[Task inputs — start]

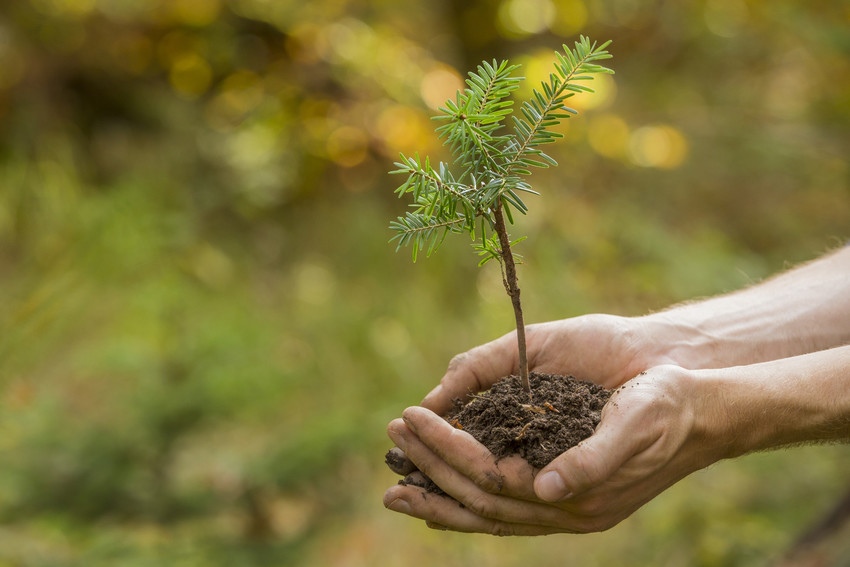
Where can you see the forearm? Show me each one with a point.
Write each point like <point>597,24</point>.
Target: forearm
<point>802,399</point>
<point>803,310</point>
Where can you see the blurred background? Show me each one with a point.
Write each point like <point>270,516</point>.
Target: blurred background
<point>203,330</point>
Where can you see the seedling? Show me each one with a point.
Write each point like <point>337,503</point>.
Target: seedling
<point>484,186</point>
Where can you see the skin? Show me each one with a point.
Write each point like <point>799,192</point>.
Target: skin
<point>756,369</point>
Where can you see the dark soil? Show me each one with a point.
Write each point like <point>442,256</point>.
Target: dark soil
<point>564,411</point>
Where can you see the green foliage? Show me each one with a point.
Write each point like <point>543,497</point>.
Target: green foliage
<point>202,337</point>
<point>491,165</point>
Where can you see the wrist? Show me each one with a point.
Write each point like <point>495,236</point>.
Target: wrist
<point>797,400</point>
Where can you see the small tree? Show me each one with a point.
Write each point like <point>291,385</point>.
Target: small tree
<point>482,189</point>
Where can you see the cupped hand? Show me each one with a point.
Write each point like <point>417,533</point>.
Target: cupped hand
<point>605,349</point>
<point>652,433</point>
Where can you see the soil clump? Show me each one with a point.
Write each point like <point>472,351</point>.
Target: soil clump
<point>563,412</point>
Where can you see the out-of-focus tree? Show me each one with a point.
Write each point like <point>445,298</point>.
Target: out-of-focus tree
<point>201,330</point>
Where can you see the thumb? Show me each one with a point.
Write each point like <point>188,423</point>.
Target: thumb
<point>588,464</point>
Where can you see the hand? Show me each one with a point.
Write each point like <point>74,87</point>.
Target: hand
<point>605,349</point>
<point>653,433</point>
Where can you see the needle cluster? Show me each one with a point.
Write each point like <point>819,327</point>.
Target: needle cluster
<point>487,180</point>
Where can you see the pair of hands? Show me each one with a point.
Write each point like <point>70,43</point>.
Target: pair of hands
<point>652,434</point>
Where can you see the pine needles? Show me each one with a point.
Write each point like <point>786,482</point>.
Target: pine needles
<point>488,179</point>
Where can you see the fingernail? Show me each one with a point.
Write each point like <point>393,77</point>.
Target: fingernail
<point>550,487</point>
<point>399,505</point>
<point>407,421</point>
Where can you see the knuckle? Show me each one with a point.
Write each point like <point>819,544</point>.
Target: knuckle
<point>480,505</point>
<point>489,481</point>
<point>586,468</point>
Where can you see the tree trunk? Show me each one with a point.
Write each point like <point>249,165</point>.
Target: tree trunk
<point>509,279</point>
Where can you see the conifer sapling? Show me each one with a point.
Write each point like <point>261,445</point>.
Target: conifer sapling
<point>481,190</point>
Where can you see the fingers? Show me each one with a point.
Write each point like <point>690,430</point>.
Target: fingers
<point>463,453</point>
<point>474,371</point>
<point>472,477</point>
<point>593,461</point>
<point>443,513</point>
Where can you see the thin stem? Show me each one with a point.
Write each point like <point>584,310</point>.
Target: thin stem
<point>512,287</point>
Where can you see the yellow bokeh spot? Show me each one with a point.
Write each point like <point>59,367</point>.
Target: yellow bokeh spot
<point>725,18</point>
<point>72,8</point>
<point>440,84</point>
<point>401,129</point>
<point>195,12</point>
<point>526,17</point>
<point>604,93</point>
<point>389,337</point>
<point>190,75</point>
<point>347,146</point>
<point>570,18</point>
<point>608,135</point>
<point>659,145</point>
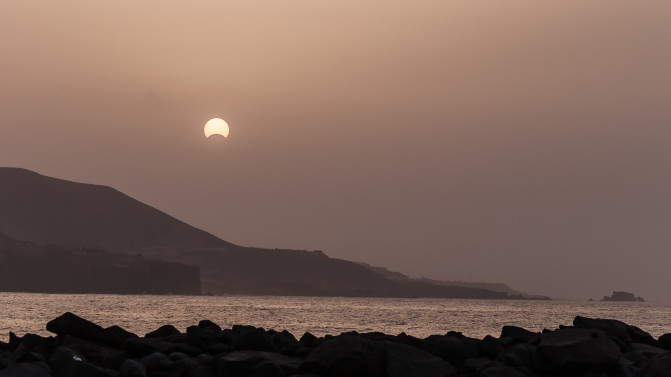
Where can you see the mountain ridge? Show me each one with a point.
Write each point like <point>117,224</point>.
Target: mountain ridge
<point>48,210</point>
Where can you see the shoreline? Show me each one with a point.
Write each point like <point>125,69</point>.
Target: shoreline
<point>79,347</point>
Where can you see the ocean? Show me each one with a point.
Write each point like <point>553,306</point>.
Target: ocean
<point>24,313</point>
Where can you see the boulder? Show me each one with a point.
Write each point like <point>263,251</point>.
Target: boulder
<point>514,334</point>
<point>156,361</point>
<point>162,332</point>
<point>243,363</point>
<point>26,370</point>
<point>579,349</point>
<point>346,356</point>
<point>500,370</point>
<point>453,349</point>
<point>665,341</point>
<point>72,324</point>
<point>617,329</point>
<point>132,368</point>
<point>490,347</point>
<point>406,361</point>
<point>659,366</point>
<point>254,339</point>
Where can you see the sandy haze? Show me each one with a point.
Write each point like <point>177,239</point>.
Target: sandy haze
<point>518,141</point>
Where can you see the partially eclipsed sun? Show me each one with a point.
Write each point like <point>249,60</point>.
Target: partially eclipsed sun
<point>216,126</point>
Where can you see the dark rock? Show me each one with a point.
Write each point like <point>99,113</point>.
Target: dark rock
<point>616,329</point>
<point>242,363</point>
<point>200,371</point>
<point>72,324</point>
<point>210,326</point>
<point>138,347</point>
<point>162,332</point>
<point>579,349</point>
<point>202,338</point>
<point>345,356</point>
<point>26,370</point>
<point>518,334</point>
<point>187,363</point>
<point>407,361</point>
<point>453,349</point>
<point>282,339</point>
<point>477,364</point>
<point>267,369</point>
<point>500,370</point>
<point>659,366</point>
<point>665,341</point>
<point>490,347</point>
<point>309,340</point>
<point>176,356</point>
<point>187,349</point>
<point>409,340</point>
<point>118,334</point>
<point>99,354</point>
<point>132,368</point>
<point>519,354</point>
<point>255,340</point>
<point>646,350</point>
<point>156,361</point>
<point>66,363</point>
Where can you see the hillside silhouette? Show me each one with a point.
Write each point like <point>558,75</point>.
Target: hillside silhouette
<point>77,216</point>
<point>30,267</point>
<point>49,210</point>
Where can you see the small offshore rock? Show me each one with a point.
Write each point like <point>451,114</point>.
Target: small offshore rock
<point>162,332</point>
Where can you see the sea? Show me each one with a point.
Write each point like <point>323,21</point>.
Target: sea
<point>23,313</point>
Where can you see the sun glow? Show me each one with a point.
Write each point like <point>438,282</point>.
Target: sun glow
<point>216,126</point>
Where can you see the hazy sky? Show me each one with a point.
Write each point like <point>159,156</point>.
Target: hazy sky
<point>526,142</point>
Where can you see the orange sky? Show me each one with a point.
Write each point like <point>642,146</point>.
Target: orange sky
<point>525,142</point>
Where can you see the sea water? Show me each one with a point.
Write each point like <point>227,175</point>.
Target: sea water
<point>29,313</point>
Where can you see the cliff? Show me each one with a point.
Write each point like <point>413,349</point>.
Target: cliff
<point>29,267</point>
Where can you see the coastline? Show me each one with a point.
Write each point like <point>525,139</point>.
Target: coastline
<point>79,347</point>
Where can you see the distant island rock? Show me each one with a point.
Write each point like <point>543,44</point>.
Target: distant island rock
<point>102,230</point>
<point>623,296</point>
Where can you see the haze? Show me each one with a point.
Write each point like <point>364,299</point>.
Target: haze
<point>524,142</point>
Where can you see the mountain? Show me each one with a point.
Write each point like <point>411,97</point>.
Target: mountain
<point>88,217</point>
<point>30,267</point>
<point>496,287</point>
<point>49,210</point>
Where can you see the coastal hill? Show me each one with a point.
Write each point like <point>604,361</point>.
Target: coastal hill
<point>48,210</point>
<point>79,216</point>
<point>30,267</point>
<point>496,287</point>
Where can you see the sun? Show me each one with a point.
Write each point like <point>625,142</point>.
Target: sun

[Task inputs — finish]
[Task inputs — start]

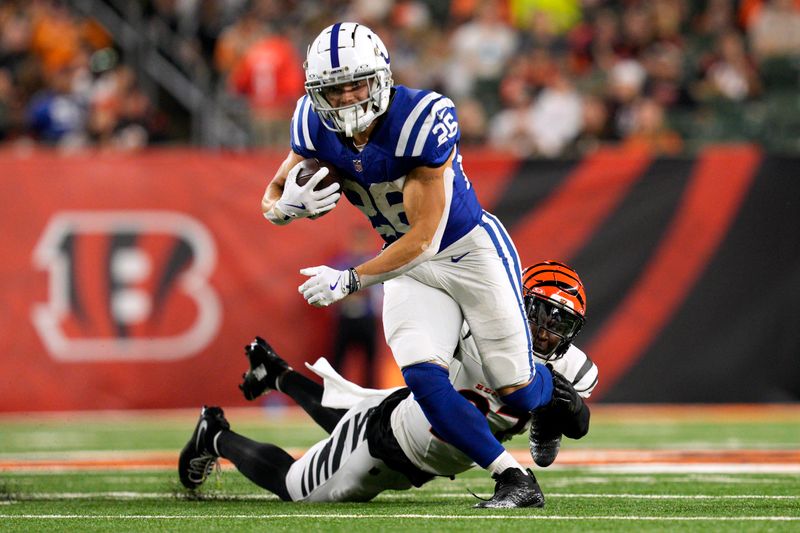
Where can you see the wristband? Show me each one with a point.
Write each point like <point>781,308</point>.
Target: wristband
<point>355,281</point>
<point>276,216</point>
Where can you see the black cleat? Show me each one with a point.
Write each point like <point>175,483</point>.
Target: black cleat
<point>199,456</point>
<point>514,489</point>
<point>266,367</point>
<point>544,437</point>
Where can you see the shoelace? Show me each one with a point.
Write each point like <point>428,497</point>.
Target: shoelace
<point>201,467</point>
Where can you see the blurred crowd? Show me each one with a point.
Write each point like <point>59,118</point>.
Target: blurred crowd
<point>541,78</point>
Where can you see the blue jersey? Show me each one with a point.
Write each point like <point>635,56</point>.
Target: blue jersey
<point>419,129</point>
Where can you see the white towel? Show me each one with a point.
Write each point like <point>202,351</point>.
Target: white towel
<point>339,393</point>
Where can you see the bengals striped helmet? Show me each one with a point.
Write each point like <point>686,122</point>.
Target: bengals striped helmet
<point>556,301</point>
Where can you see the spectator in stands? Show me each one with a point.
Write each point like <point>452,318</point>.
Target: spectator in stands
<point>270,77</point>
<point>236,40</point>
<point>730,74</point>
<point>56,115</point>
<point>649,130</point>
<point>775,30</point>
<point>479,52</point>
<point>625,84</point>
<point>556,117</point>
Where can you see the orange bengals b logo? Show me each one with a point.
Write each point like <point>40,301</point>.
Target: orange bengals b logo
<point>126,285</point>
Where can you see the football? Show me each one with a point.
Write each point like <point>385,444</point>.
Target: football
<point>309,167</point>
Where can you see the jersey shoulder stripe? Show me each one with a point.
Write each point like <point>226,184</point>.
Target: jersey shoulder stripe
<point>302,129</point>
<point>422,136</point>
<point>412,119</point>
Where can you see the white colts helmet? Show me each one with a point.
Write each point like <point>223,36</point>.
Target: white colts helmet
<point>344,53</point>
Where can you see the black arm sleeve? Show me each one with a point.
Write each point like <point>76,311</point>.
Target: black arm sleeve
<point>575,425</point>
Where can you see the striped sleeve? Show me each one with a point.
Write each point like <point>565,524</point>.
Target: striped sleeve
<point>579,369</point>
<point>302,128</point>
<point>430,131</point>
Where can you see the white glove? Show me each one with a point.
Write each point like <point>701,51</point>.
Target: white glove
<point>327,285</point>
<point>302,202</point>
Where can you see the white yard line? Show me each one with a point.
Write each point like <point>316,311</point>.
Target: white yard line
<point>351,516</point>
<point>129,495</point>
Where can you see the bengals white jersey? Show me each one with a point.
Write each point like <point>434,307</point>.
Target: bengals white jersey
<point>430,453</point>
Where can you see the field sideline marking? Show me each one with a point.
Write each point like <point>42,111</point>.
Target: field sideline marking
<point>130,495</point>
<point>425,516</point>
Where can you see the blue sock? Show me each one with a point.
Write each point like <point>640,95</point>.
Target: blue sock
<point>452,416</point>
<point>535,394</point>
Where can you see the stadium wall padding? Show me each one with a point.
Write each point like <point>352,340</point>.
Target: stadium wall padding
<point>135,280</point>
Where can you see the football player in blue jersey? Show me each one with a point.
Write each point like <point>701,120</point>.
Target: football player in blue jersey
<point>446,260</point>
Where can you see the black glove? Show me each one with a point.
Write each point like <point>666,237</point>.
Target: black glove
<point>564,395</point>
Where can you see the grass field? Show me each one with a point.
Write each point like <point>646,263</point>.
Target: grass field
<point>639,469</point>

[Task inputs — finish]
[Task inputs — start]

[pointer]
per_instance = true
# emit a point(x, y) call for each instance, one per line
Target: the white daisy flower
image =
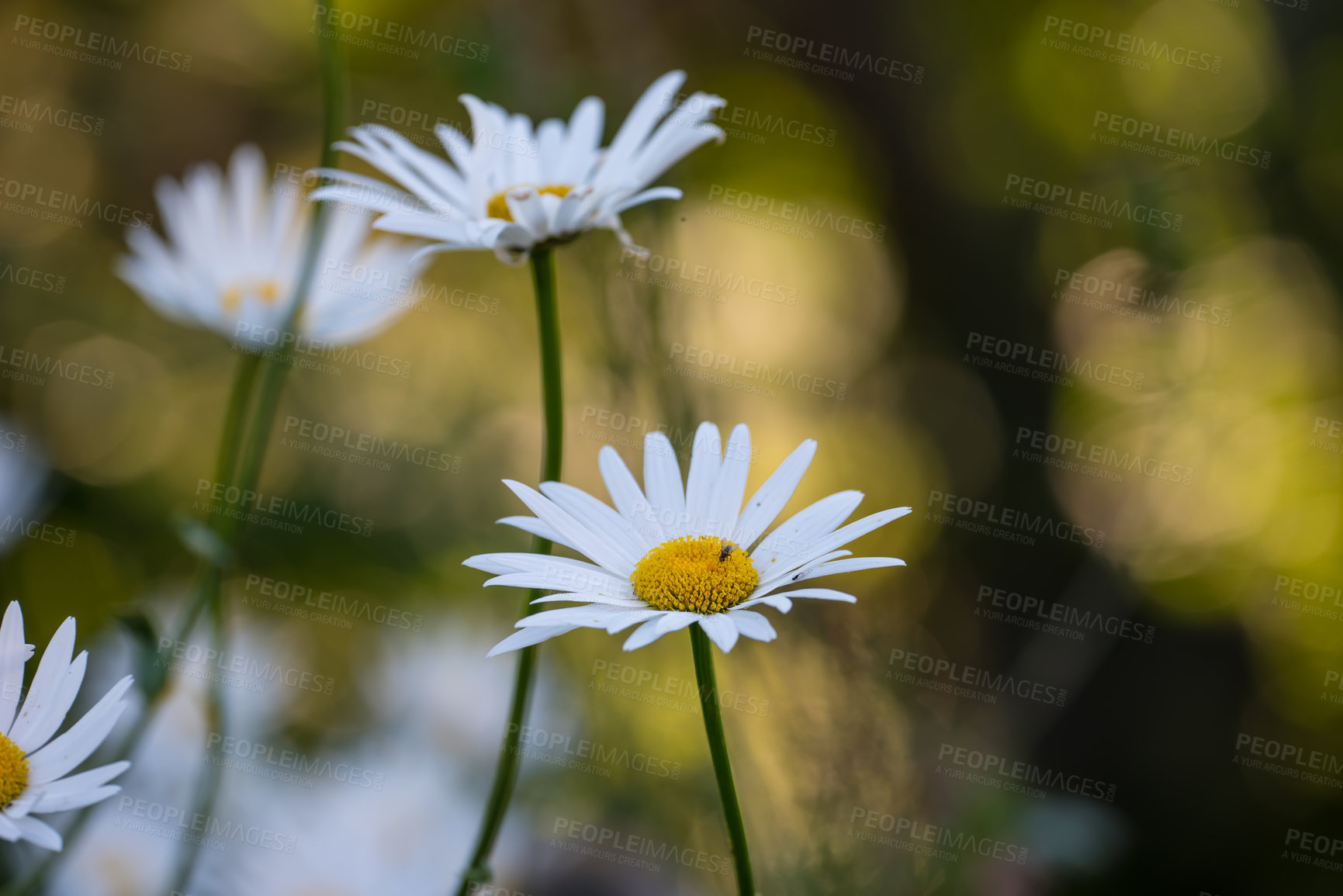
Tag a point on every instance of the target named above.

[Task inputs — finish]

Activity: Would you output, from the records above, exactly the run of lines that starts at the line containing "Target: orange bengals b logo" and ends at the line containing "Write each point like <point>226,184</point>.", and only that run?

Task solution:
Target: orange bengals b logo
<point>126,285</point>
Where can you see the football? Show me each one with a point.
Write each point like <point>385,444</point>.
Target: football
<point>309,167</point>
Where can you see the jersey shoulder stripe? Show me each one with a point.
Write each point like <point>226,184</point>.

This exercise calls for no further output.